> **EXERCISE**
Nothing in the data may be altered; copy it all exactly.

[Dataset entries]
....

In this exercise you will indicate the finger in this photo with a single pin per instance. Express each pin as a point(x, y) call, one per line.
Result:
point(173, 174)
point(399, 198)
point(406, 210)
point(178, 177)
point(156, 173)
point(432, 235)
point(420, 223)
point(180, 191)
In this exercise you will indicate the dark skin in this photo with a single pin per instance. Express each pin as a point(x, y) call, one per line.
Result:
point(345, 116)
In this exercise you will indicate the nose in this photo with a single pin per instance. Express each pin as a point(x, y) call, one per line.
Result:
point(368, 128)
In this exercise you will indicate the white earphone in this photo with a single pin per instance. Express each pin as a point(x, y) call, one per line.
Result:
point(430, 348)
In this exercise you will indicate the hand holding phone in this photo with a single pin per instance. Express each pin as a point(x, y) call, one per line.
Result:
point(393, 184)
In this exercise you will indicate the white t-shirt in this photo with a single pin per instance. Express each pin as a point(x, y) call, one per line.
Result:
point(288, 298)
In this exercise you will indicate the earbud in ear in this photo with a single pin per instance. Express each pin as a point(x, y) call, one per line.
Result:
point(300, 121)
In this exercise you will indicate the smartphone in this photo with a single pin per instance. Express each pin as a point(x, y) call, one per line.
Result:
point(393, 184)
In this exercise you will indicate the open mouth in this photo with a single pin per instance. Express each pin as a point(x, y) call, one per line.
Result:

....

> **RESULT BELOW**
In this exercise you will indicate the finger in this photo with a single pin per instance. Express each pin as a point(x, y) call, one per line.
Result:
point(173, 174)
point(399, 198)
point(406, 210)
point(178, 177)
point(156, 173)
point(432, 235)
point(420, 223)
point(180, 191)
In this exercise you will indicate the dark skin in this photo with a single pin per instance. Express each pin as a point(x, y) call, one per line.
Result:
point(345, 116)
In this exercise you will indicate the nose in this photo with a single pin per instance. Express each pin as a point(x, y) call, one per line.
Result:
point(368, 128)
In this exercise you will indicate the white earphone in this photo with a single pin per instance. Express each pin as a point(x, y) call, one per line.
Result:
point(430, 348)
In this exercise you will indicate the hand holding phone in this photo with a single pin per instance. Express each pin as a point(x, y) call, one per line.
Result:
point(393, 184)
In this exercise you will indicate the white t-shirt in this photo with a single pin per instance. Express each pin as a point(x, y) call, one per line.
Result:
point(288, 298)
In this exercise you will indicate the earbud in ear in this photo with a single pin per instance. Express each pin as a point(x, y) call, one per line.
Result:
point(300, 121)
In this exercise you will indicate the smartphone in this photo with a single pin per instance. Express each pin as a point(x, y) call, one per line.
Result:
point(393, 184)
In this exercise you will indicate the open mouth in this photo with a single pin per instance. Express each pin as a point(x, y) call, one per line.
Result:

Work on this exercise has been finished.